Soal Latihan
1. Salin persis bagian kutipan teks tentang reuni 212, mulai dari "Kemarahan Prabowo dan" dan berlanjut sampai "tampak di dalamnya.".
2. Hitung berapa baris dalam daftar di bawah yang memuat string "every", dengan membedakan huruf besar dan huruf kecil. Tuliskan angkanya saja.

Kutipan Teks
SEMINGGU sudah reuni 212 di Kawasan Tugu Monas berlalu. Lantas apa yang tersisa? Tampaknya, hanya letupan kemarahan Capres Prabowo Subianto, akibat tidak banyak media dan jurnalis yang meliput dan memberitakannya.
Seorang teman justeru mengeluarkan istilah jurnalis hitam. Mungkin ikut geram, sebab para jurnalis cenderung dinilai tidak mandiri dan independen. Lagi-lagi karena tidak meliputnya.
Kemarahan Prabowo dan kegeraman teman tersebut, menarik untuk disimak, disingkap, dan bahkan ditelisik. Apalagi, sang teman, menyebutnya sebagai tindakan kekejaman.
Adalah benar peristiwa itu merupakan peristiwa yang cukup besar. Peristiwa yang mampu membangkitkan gairah banyak umat Islam untuk menghadirinya.
Peristiwa itu pantas pula disebut sebagai peristiwa bersejarah. Ada zikir, doa, dan peringatan maulid atau ada syiar agama dirangkai di dalamnya.
Semangat penguatan nilai kesatuan bangsa, serta penegasan terhadap NKRI dan Pancasila juga tampak di dalamnya.
Apakah kemudian terasa aneh manakala media dan para jurnalis tidak meliput ini? Sehingga kemudian menilai mereka sebagai jurnalis hitam yang terlibat lingkaran setan atau iblis yang dinilai menjauh dari peristiwa besar agama dan kenegaraan?
Idealnya, pandangan bahwa setiap peristiwa apapun bentuk peristiwanya apalagi menyangkut skala manusia yang begitu besar seharusnya harus menjadi perhatian media, ada benarnya. Sebab tugas jurnalis adalah aktivitas mencari, mengolah, menulis, dan menyebarluaskan informasi kepada publik melalui media.
Adalah benar jika media tidak boleh menutup informasi ke publik, terlepas apakah materi berita peristiwa itu positif dan negatif.
Selain itu tugas suci dan mulia para jurnalis adalah menyampaikan keadilan dan kebenaran.
Fakta bersama di hadapan kita, adalah kondisi bahwa bangsa ini sedang berada di tahun politik.
Kita memahami peristiwa reuni 212 sebagai luapan dan letupan emosional kelompok Islam yang pada tahun lalu mempersoalkan penistaan agama yang dilakukan Ahok.
Reuni ini dipastikan menjadi peristiwa politik, sebab dihadiri hanya oleh salah satu capres, yakni Prabowo, yang kemudian belakangan marah karena tidak diliput.
Andai peristiwa itu murni menjadi gerakan moral dan tidak dipengaruhi oleh kepentingan politik, atau dihadiri para capres dan cawapres yang sedang bertarung “head to head” ini, maka peristiwa itu pantas untuk diberitakan.

Data yang Disediakan
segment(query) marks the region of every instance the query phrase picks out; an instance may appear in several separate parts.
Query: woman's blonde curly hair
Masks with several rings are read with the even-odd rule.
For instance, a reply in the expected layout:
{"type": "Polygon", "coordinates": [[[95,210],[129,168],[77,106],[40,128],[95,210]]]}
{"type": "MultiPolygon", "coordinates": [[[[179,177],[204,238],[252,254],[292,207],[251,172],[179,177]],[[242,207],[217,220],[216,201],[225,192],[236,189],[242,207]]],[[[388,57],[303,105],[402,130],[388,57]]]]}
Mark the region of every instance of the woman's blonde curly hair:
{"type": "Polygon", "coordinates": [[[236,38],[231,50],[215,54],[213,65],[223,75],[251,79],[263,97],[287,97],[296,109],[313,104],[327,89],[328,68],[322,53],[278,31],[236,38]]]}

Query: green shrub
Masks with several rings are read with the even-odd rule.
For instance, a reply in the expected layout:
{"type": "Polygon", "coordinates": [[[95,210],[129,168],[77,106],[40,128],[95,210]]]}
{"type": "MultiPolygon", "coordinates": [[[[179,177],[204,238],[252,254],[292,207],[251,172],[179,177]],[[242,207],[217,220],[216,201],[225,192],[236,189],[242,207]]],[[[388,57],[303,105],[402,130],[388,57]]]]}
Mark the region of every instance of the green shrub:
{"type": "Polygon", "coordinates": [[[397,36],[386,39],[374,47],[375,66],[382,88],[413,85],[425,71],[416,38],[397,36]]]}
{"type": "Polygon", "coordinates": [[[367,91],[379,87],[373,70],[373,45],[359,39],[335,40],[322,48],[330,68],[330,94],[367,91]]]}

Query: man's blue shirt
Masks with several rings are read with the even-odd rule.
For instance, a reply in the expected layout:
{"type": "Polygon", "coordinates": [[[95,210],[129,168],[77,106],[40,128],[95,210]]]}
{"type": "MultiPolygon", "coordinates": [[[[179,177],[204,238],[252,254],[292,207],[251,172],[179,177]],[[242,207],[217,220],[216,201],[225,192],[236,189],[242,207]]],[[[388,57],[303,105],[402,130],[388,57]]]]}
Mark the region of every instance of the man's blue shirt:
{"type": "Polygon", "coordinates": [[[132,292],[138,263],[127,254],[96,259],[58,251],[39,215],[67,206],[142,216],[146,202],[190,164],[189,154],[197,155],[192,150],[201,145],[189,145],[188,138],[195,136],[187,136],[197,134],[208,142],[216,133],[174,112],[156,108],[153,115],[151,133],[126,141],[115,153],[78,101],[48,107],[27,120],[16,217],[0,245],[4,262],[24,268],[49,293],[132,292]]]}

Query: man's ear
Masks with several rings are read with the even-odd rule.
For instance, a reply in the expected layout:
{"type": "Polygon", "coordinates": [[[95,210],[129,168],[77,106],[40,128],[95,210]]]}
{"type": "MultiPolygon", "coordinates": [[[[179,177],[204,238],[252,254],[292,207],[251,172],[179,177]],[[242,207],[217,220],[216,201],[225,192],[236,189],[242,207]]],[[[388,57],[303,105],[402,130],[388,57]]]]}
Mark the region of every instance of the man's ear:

Jawaban Tiap Soal
1.
Kemarahan Prabowo dan kegeraman teman tersebut, menarik untuk disimak, disingkap, dan bahkan ditelisik. Apalagi, sang teman, menyebutnya sebagai tindakan kekejaman.
Adalah benar peristiwa itu merupakan peristiwa yang cukup besar. Peristiwa yang mampu membangkitkan gairah banyak umat Islam untuk menghadirinya.
Peristiwa itu pantas pula disebut sebagai peristiwa bersejarah. Ada zikir, doa, dan peringatan maulid atau ada syiar agama dirangkai di dalamnya.
Semangat penguatan nilai kesatuan bangsa, serta penegasan terhadap NKRI dan Pancasila juga tampak di dalamnya.

2. 5